* **Supplied data**
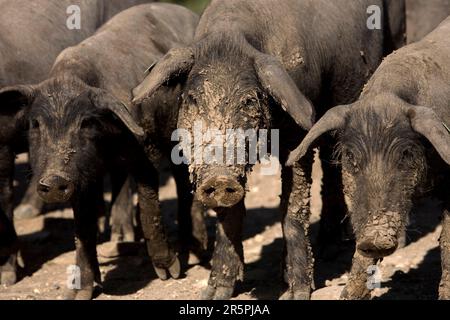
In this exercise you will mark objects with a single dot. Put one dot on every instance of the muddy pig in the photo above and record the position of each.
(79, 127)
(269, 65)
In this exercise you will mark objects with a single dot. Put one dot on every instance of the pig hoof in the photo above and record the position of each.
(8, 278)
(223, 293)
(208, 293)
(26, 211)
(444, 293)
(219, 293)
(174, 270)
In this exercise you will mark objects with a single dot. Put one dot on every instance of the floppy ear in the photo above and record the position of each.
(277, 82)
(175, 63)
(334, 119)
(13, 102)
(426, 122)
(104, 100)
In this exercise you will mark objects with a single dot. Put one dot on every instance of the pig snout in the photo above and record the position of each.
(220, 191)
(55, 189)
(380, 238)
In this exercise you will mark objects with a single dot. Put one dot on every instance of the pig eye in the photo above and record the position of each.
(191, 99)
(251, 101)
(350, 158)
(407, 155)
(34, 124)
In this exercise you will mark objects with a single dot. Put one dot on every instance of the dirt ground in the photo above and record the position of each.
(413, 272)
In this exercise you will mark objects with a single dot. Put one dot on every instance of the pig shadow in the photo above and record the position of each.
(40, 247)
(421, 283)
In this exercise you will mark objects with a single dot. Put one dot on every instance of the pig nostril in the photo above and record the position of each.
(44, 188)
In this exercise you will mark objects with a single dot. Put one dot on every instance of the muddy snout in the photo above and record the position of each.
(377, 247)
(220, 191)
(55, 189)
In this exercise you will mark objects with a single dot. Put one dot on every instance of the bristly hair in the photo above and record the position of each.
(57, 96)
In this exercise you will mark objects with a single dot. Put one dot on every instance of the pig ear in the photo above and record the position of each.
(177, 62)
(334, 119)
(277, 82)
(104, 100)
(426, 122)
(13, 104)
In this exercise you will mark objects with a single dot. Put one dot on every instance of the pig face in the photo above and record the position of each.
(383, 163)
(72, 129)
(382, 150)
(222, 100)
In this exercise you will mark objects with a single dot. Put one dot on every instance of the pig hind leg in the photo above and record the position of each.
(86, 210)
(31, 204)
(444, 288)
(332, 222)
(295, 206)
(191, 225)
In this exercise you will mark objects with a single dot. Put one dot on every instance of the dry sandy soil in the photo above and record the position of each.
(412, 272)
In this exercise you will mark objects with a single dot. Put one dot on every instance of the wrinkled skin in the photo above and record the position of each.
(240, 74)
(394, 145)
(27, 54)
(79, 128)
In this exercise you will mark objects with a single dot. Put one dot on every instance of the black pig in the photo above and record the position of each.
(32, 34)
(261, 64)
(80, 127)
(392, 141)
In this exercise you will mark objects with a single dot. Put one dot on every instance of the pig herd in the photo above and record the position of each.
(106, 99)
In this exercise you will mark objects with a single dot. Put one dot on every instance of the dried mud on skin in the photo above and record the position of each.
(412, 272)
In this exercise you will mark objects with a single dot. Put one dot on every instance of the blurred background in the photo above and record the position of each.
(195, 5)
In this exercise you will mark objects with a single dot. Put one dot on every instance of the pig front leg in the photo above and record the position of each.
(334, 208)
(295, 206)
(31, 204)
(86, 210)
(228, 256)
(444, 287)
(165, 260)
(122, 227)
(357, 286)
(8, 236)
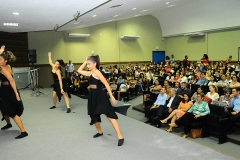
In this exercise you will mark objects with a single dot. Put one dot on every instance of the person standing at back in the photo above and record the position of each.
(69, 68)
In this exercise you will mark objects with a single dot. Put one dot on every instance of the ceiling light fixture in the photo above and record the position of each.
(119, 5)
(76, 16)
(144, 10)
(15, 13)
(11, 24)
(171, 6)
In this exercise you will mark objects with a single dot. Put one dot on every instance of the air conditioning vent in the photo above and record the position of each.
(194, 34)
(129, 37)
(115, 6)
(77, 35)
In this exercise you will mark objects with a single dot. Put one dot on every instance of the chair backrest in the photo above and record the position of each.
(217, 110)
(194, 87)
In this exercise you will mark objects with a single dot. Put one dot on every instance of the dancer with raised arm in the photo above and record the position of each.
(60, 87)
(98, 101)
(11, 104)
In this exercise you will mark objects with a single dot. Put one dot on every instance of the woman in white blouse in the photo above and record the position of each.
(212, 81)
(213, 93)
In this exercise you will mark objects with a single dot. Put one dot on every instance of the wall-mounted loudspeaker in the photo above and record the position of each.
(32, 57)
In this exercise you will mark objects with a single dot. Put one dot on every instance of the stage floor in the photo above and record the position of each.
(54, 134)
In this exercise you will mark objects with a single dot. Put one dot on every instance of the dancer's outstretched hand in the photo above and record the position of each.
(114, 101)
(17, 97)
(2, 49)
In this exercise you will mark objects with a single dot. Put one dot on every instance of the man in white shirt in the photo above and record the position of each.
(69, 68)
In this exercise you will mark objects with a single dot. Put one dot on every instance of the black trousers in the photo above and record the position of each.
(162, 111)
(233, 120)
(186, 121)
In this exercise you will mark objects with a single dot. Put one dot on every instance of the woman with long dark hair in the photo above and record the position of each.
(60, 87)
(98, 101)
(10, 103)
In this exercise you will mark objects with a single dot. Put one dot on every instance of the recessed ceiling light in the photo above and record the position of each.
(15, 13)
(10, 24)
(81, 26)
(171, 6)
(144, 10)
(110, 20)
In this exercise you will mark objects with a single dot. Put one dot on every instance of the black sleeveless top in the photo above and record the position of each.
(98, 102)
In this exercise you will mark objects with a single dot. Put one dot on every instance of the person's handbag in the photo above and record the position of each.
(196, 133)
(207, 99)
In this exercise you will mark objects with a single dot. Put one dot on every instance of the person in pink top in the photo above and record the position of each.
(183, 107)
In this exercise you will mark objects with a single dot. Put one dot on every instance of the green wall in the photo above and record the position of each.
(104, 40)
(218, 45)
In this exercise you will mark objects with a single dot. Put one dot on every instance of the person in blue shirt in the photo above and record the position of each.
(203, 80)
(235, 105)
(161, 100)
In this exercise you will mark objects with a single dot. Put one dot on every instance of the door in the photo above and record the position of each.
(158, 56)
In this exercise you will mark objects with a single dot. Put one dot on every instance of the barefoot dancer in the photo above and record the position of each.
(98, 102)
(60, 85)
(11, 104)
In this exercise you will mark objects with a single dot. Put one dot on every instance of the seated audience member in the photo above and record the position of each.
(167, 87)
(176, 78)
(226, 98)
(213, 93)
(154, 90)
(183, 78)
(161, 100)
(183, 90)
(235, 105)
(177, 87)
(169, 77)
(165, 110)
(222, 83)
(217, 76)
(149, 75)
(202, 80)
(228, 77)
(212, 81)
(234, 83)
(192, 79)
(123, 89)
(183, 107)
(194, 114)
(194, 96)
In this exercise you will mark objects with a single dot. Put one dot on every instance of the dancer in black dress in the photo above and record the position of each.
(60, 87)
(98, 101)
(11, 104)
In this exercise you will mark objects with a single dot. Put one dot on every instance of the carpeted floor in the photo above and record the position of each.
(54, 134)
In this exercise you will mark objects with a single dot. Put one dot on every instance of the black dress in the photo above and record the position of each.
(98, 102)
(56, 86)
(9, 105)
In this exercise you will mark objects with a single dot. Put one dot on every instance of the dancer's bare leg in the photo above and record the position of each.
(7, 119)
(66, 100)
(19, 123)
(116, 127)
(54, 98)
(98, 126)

* **Requirements**
Transcribe the listing above verbatim. Omit the pictures.

* **Finished task**
In this exercise you will mark objects with a single dot. Put one dot on every instance of the muddy pig in the photo above and record the position of each.
(79, 127)
(269, 65)
In this exercise you will mark objects with a single dot. Put one dot on every instance of the pig hoof in the photo above and record the position of each.
(8, 278)
(223, 293)
(208, 293)
(26, 211)
(444, 293)
(219, 293)
(174, 270)
In this exercise you will mark objects with a single dot. Put one dot on every instance of the floppy ear in the photo above and record the position of each.
(277, 82)
(175, 63)
(334, 119)
(13, 102)
(426, 122)
(104, 100)
In this exercise you will mark objects with a single dot. Put one dot on every instance of the pig snout in the photo above and record the position of each.
(220, 191)
(55, 189)
(380, 238)
In this exercise you will mark objects with a single dot. Put one dot on every instance of the pig eye in the photo above and record the position of each.
(191, 99)
(251, 101)
(350, 158)
(407, 155)
(34, 124)
In this exercise you will mark objects with a single dot. Put one dot on every instance of the dirt ground in the photo above and record the position of each.
(413, 272)
In this exercise you will mark objects with a single dot. Put one dot on every instance of the pig shadow in the photo above and record the position of each.
(40, 247)
(421, 283)
In this exercise you will mark objects with a single dot. Put one dot on every instance of the pig nostril in the photo above and record the position of each.
(44, 188)
In this exercise you will mark objects with a single dot. Put one dot on every instance of the muddy snout in the photo above and record the position of each.
(377, 247)
(220, 191)
(55, 189)
In this exercise you will mark objects with a single dot. Put one dot on every instance of the bristly hair in the photo above and record the position of each.
(57, 96)
In this exercise you will mark objects with a single dot. Put one dot on every instance of the pig ear in the photo above and record the position of each.
(177, 62)
(334, 119)
(277, 82)
(104, 100)
(426, 122)
(13, 104)
In this exercise you will mark objects with a single dot. Put one dot on every instance of the pig face in the photo above and record the position of each.
(383, 163)
(72, 129)
(382, 150)
(222, 100)
In this exercise you will mark objects with a single dot. Put one dot on every instance of the pig hind leg in the photo above and record the position of each.
(86, 210)
(31, 204)
(444, 288)
(332, 222)
(295, 206)
(191, 225)
In this exercise you will mark objects with a single dot. Put one dot on every instance of the dry sandy soil in the photo above and record the position of each.
(412, 272)
In this exercise you will mark objects with a single dot. Put one dot on every instance of the wrinkled skin in the photo above and record the position of each.
(240, 74)
(394, 145)
(27, 54)
(79, 128)
In this exercise you will mark objects with a single dot. Put one dot on every instance of the black pig in the photo above and record the position of each.
(32, 34)
(261, 64)
(80, 127)
(392, 141)
In this exercise you will mark objects with a single dot. Put one dot on every instance of the pig herd in the photo above and record the position of each.
(106, 99)
In this exercise you will mark objects with a single dot. Put one dot on every instance of the dried mud on skin in the photo above and record the position of each.
(412, 272)
In this exercise you will mark objects with a single dot. Put one dot on every instance of the blurred background in the photo above and record the position of each.
(195, 5)
In this exercise you will mark objects with a single dot. Put one dot on every instance of the pig front leg in the photo above and record the position of each.
(334, 208)
(295, 206)
(31, 204)
(86, 210)
(228, 256)
(444, 287)
(165, 260)
(122, 227)
(357, 286)
(8, 236)
In this exercise you will mark objects with a single dot. Put one dot on every instance of the person standing at back in the photo above and record the position of each.
(69, 68)
In this exercise you will mark objects with a single dot. Put one dot on every instance of the ceiling light fixture in the photo above and record the position of each.
(119, 5)
(76, 16)
(144, 10)
(15, 13)
(11, 24)
(171, 6)
In this exercise you will mark objects with a single dot. Put one dot on every instance of the air conditioning vent in the photo above and record the position of each.
(194, 34)
(129, 37)
(115, 6)
(77, 35)
In this exercise you will mark objects with a single dot. Put one dot on every instance of the chair backrest in the photo above and record the position of each.
(217, 110)
(194, 87)
In this exercise you will mark objects with a single dot. Put one dot on every instance of the dancer with raised arm in the photo above and record the position of each.
(60, 87)
(98, 101)
(11, 104)
In this exercise you will mark objects with a single dot. Put one dot on every instance of the woman in white blouse in the photo above and record the position of each.
(212, 81)
(213, 93)
In this exercise you will mark objects with a single dot. Put one dot on every instance of the wall-mounted loudspeaker in the photo above and record the position of each.
(32, 57)
In this exercise you will mark objects with a single dot. Put one dot on every instance of the stage floor in the photo above and record the position of each.
(54, 134)
In this exercise you will mark objects with a single dot. Put one dot on every instance of the dancer's outstretched hand in the photo above and record the position of each.
(114, 101)
(17, 97)
(2, 49)
In this exercise you will mark objects with a single dot. Put one dot on every instance of the man in white shirt in the photo above and record the position of each.
(69, 68)
In this exercise you will mark objects with a single dot. Put one dot on every instance of the black trousers in the photo above and record the position of each.
(162, 111)
(233, 120)
(186, 121)
In this exercise you will mark objects with a single dot. Put one dot on every instance of the woman with long dark hair in the photo above and record the position of each.
(60, 87)
(98, 101)
(10, 103)
In this exercise you will mark objects with a single dot. Put one dot on every instance of the recessed ceiling light in the photo above and record the position of each.
(15, 13)
(10, 24)
(81, 26)
(171, 6)
(144, 10)
(110, 20)
In this exercise you will mark objects with a single dot. Put one dot on every instance of the black sleeveless top in the photo above and record the position of each.
(98, 102)
In this exercise you will mark objects with a single dot. Put one dot on every instance of the person's handbag in the photo above and record the position of each.
(196, 133)
(207, 99)
In this exercise you will mark objects with a single dot. Put one dot on every instance of the person in pink top in the photo above and record the position of each.
(183, 107)
In this exercise you will mark objects with a single dot. Put one dot on every instance of the green wall in the photo above and record the position of each.
(104, 40)
(218, 45)
In this exercise you will mark objects with a single dot. Put one dot on every instance of the person in blue shirt in the photo above and record the position of each.
(203, 80)
(235, 105)
(161, 100)
In this exercise you will mark objects with a single dot. Put one dot on every instance of the door in the photo above and record the position of each.
(158, 56)
In this exercise you will mark objects with a single dot. Put one dot on every instance of the barefoot dancer in the photo above and record the position of each.
(98, 102)
(60, 85)
(11, 104)
In this exercise you will mark objects with a single dot. Put one dot on every instance of the seated audience member in the photo above and record the position of each.
(167, 87)
(176, 78)
(226, 98)
(213, 93)
(154, 90)
(183, 78)
(161, 100)
(183, 90)
(235, 105)
(177, 87)
(169, 77)
(165, 110)
(222, 83)
(217, 76)
(149, 75)
(202, 80)
(228, 77)
(212, 81)
(234, 83)
(192, 79)
(123, 89)
(183, 107)
(194, 114)
(194, 96)
In this exercise you will mark objects with a single dot. Put one dot on every instance of the dancer in black dress in the photo above and record the position of each.
(60, 87)
(98, 101)
(11, 104)
In this exercise you will mark objects with a single dot. Put one dot on every instance of the carpeted floor in the photo above and record the position of each.
(54, 134)
In this exercise you will mark objects with a single dot. Put one dot on every instance of the black dress in the photo above and record the position of each.
(98, 102)
(56, 86)
(9, 105)
In this exercise you will mark objects with a single dot. Put one dot on every instance of the dancer's bare leg in the photo above and record the position of each.
(7, 119)
(66, 100)
(19, 123)
(116, 127)
(54, 98)
(98, 126)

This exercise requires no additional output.